§ **AIM**: Reproduce each of the following items word for word, without changing anything.
--- start of INPUT RECORDS ---
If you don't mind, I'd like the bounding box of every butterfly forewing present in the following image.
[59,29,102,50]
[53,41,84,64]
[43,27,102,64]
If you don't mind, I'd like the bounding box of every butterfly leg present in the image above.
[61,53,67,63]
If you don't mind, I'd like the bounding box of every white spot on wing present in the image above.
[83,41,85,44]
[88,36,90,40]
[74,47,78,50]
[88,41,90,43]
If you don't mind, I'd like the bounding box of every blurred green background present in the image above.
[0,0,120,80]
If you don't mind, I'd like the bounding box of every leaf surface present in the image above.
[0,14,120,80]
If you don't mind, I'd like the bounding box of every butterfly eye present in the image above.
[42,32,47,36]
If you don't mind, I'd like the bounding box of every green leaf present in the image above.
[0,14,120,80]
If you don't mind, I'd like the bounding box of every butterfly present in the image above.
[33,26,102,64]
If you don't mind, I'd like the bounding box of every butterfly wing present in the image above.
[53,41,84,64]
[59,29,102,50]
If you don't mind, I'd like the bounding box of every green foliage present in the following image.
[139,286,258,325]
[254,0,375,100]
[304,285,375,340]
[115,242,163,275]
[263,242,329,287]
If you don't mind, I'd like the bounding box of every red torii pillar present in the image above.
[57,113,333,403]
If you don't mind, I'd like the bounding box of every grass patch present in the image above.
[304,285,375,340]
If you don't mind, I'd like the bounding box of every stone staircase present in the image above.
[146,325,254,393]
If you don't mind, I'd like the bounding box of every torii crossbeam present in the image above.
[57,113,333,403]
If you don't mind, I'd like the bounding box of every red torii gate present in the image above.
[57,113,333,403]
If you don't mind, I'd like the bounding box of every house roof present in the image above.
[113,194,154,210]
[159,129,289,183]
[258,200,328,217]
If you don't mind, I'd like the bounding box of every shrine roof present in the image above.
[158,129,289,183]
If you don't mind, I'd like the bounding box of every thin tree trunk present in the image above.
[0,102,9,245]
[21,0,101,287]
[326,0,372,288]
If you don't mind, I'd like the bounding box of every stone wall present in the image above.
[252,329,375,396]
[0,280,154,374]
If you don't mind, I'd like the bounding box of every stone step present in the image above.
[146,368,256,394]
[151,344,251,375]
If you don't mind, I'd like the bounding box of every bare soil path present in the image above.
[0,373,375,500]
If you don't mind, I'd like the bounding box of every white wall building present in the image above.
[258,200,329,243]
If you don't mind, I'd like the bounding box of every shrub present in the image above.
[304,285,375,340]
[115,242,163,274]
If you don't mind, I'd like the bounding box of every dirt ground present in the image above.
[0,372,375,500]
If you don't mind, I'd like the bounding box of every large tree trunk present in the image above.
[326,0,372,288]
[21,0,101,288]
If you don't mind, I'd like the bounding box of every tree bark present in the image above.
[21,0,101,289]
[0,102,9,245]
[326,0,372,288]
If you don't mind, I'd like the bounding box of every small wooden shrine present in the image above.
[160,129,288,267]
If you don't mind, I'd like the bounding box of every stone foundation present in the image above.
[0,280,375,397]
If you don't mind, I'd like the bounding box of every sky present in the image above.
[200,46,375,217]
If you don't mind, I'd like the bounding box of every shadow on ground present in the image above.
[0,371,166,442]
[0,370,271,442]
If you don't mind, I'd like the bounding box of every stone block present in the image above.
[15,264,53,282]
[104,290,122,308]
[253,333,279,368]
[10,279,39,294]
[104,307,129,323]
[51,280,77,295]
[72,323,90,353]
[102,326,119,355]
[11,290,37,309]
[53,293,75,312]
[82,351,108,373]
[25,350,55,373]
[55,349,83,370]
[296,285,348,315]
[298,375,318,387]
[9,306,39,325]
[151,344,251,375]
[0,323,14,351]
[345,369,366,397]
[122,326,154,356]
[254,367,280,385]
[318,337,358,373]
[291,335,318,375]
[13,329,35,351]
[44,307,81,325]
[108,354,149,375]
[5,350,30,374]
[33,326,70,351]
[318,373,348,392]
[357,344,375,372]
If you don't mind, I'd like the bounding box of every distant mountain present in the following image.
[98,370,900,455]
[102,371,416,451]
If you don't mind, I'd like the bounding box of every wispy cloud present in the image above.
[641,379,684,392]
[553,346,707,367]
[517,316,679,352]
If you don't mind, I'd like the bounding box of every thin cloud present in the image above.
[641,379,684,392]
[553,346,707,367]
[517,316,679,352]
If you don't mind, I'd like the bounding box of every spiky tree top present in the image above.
--- end of INPUT RECORDS ---
§ **SOLUTION TO THIS EXERCISE**:
If you don't mind, I'd like the bounding box of every butterfly forewing present in the following image.
[59,29,102,50]
[53,41,84,64]
[43,27,102,64]
If you don't mind, I'd like the bounding box of every butterfly leg present in the image above.
[61,53,67,63]
If you don't mind, I'd like the bounding box of every white spot on wing present in the image above.
[83,41,85,44]
[88,36,90,40]
[74,47,78,50]
[88,41,90,43]
If you don't mind, I'd like the bounding box of every blurred green background present in the image above.
[0,0,120,80]
If you don't mind, I'd like the bounding box of every leaf surface present in the image above.
[0,14,120,80]
If you don't mind, I'd like the bounding box of every butterfly eye present in the image above.
[42,32,47,36]
If you don't mind, I'd like the bounding box of every green leaf present in the image above.
[0,14,120,80]
If you don't mind, I'd like the bounding box of every butterfly present in the image above.
[33,26,102,64]
If you don't mind, I'd like the bounding box of every butterfly wing present in the image above.
[53,41,84,64]
[59,29,102,50]
If you don't mind, I'd like the bounding box of every green foliage present in the following image.
[139,286,258,325]
[254,0,375,100]
[304,285,375,340]
[115,242,163,275]
[263,242,329,287]
If you don't mind, I'd like the bounding box of every red torii pillar present in the image above.
[57,113,333,403]
If you don't mind, I'd like the bounding box of every grass patch present in the image above.
[304,285,375,340]
If you don't mind, I'd like the bounding box of every stone staircase present in the image above.
[146,325,254,393]
If you don't mind, I'd like the bounding box of every torii crossbeam present in the image above.
[57,113,333,403]
If you don't mind, I'd like the bounding box of every red torii gate present in the image above.
[57,113,333,403]
If you don't mind, I'd like the bounding box of every house roof present in the image above.
[113,194,154,210]
[159,129,289,183]
[258,200,328,217]
If you don't mind, I'd like the bounding box of every shrine roof present in the image above.
[158,129,289,183]
If you don't mind, I'd like the bounding box of every thin tree trunk present in the image above.
[0,102,9,245]
[21,0,101,287]
[326,0,372,288]
If you don't mind, I'd like the bounding box of every stone wall present in the image above.
[252,329,375,396]
[0,280,154,374]
If you don't mind, I'd like the bounding box of every stone step present in the image above.
[146,368,256,394]
[151,344,251,375]
If you don't mind, I'd like the bounding box of every bare soil path present in the image above.
[0,373,375,500]
If you don't mind, I'd like the bounding box of every white wall building present in the image above.
[258,200,329,243]
If you don't mind, I'd like the bounding box of every shrub present in the image above.
[304,285,375,340]
[115,242,163,274]
If you don't mind, I'd like the bounding box of every dirt ground present in the image above.
[0,372,375,500]
If you don't mind, I'd like the bounding box of every large tree trunk present in the image above.
[326,0,372,288]
[21,0,101,288]
If you don't mind, I'd like the bounding box of every tree bark present in the image above.
[21,0,101,289]
[0,102,9,245]
[326,0,372,288]
If you don't mind, I'd like the bounding box of every small wooden shrine present in the image above.
[160,129,288,267]
If you don't mind, I'd like the bounding box of every stone foundation present in the image above.
[0,280,375,397]
If you don't mind, I'd like the bounding box of every sky present in the image above.
[200,46,375,217]
If you don't mind, I'd like the bounding box of every shadow on ground present in the image above.
[0,371,166,442]
[0,370,271,442]
If you don't mind, I'd like the bounding box of every stone block present in the image above.
[15,264,53,282]
[104,290,122,308]
[253,333,279,368]
[10,279,39,294]
[104,307,129,323]
[51,280,77,295]
[72,323,90,353]
[102,326,119,355]
[11,290,37,309]
[53,293,75,312]
[82,351,108,373]
[25,350,55,373]
[55,349,83,370]
[296,285,348,315]
[298,375,318,387]
[9,306,39,325]
[151,344,251,375]
[0,323,14,351]
[345,369,366,397]
[122,326,154,356]
[254,367,280,385]
[318,337,358,373]
[291,335,318,375]
[13,329,35,351]
[44,307,81,325]
[108,354,149,375]
[5,350,30,374]
[33,326,70,351]
[318,373,348,392]
[357,344,375,372]
If you don't mind, I'd like the bounding box of every distant mountain present in the following image.
[98,370,900,455]
[102,371,416,451]
If you don't mind, I'd like the bounding box of every wispy cloud present in the image above.
[641,379,684,392]
[553,346,707,367]
[517,316,679,352]
If you don't mind, I'd like the bounding box of every thin cloud present in the image above.
[641,379,684,392]
[553,346,707,367]
[517,316,679,352]
If you don't mind, I'd like the bounding box of every spiky tree top present in the image above.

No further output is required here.